OBJECTIVE:
Please count the lines in the records below that contain the word "every" and reply with that number alone.

DATA FOR THIS TASK:

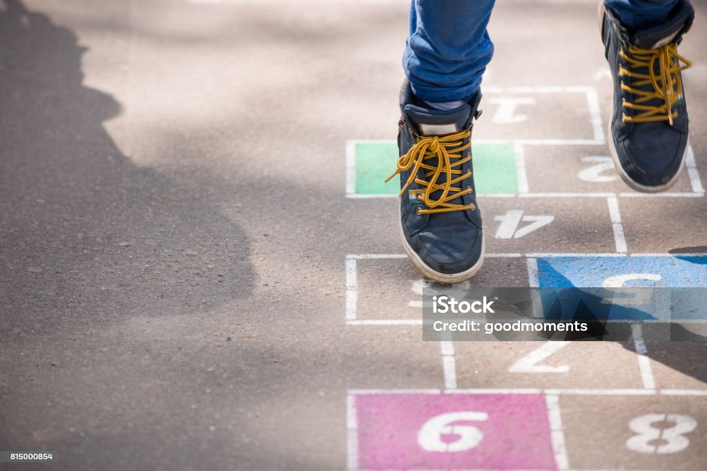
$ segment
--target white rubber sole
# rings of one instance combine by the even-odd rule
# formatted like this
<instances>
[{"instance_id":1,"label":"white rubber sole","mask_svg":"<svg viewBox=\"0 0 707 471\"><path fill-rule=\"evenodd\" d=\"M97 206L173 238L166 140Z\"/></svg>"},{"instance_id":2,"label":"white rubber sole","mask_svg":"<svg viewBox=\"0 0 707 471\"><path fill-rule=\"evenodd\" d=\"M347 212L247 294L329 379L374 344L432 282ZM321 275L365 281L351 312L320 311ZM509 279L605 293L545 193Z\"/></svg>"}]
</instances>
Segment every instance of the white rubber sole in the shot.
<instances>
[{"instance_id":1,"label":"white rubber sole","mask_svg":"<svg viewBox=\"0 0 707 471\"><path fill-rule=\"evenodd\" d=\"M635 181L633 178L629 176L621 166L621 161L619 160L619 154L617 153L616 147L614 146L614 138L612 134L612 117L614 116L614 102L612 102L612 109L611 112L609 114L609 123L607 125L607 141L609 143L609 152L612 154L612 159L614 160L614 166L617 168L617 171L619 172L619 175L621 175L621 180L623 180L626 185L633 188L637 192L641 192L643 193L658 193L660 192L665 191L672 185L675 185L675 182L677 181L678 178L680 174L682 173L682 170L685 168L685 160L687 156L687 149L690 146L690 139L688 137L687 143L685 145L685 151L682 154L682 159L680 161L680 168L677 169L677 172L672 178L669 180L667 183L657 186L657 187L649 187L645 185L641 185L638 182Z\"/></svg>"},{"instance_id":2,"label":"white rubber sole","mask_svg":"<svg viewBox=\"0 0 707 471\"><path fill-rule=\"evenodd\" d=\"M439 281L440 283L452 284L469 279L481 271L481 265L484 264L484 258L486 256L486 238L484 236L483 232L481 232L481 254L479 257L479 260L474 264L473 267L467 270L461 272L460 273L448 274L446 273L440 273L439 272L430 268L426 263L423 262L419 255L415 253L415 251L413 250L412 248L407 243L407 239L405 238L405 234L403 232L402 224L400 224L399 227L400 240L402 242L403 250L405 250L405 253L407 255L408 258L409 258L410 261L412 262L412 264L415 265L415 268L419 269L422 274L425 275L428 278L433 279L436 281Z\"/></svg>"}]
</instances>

* * *

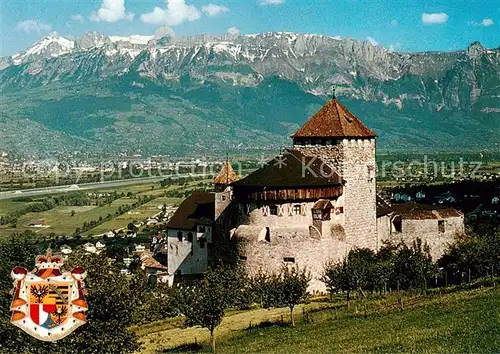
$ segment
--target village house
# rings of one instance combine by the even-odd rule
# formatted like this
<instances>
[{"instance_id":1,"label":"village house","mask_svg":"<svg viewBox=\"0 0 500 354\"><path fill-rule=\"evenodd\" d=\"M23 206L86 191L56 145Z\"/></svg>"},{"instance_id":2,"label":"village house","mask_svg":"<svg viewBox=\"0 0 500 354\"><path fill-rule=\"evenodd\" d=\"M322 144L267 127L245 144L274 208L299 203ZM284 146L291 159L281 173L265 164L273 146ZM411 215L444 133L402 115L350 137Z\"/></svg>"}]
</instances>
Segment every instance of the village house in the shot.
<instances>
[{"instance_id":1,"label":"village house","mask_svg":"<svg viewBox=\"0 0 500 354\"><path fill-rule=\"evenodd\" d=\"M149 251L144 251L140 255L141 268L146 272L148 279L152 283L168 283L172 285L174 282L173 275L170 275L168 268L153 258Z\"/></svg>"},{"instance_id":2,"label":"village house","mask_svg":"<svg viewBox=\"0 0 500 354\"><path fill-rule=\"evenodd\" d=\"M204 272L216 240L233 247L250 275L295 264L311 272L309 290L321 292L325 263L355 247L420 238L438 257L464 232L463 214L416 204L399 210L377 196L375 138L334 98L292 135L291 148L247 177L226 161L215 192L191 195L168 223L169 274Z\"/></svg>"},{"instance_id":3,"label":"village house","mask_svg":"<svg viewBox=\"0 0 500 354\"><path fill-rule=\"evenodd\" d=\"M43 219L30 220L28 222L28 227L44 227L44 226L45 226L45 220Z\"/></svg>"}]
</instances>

ANSWER FOR THE TASK:
2